• **What to do**
List every line in the records below that contains the word "houseplant", copying each line in full.

• **Extracted material**
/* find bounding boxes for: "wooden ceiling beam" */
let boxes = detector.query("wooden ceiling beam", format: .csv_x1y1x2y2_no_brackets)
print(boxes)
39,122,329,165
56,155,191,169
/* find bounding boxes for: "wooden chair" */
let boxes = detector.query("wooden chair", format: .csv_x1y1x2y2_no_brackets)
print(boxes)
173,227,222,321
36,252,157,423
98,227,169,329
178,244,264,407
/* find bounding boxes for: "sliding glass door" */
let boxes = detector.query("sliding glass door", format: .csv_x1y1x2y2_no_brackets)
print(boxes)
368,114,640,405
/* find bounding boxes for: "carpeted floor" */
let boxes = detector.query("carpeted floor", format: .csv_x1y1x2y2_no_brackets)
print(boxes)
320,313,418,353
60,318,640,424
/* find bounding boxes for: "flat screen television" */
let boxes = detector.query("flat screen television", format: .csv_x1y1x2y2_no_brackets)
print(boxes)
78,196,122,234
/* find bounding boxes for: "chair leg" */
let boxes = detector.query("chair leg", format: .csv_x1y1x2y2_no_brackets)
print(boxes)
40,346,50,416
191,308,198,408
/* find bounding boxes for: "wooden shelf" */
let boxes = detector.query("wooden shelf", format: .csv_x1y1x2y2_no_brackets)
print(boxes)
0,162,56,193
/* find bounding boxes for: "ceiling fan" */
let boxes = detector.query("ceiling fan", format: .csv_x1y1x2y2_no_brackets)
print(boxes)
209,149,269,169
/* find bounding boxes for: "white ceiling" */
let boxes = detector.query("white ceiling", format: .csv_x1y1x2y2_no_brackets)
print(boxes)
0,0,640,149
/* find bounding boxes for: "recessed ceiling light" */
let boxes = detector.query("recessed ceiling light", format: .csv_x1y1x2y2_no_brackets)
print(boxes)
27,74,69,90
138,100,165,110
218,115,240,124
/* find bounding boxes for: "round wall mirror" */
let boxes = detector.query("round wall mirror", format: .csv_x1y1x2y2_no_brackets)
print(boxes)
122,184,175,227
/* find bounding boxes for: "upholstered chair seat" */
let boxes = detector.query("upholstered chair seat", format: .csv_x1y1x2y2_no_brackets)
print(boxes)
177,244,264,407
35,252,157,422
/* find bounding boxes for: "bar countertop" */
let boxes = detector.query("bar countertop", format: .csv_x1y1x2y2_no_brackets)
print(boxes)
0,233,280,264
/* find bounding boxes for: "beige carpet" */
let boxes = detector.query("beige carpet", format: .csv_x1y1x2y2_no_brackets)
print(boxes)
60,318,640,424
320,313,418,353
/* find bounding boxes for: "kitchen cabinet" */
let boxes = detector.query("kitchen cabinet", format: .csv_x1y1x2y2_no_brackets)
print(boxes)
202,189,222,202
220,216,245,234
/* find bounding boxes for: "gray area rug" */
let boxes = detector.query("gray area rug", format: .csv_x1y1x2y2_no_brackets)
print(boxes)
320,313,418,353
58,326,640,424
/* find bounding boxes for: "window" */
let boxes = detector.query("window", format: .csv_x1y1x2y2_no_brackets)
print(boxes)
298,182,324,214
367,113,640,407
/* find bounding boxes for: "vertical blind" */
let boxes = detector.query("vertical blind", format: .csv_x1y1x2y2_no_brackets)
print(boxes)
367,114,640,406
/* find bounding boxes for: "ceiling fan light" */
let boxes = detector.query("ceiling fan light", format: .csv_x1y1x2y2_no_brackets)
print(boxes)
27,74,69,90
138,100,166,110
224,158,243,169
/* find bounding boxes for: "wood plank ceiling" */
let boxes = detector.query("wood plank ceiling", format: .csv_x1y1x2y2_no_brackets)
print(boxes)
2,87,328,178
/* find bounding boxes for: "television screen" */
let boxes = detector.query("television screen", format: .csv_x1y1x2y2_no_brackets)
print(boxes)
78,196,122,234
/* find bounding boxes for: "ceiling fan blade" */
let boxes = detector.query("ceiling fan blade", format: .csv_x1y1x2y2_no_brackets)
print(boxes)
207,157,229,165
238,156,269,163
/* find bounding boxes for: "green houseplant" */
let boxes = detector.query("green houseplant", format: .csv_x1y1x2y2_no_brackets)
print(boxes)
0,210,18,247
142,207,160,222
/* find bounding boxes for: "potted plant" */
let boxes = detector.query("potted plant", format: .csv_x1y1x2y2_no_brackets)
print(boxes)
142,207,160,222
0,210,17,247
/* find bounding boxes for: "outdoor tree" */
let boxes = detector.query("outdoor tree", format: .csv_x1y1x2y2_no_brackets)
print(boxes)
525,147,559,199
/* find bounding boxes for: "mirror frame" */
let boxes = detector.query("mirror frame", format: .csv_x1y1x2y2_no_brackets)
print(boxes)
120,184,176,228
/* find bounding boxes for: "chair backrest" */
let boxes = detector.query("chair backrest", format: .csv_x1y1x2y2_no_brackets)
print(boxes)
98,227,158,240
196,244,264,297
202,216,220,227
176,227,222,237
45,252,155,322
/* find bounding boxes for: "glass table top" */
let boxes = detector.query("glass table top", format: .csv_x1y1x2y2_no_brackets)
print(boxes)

• **Solution to this problem**
/* find bounding boxes for: "green houseplant" */
let boxes = detector.query("green houseplant", format: .csv_x1y1x2y2_no_brackets)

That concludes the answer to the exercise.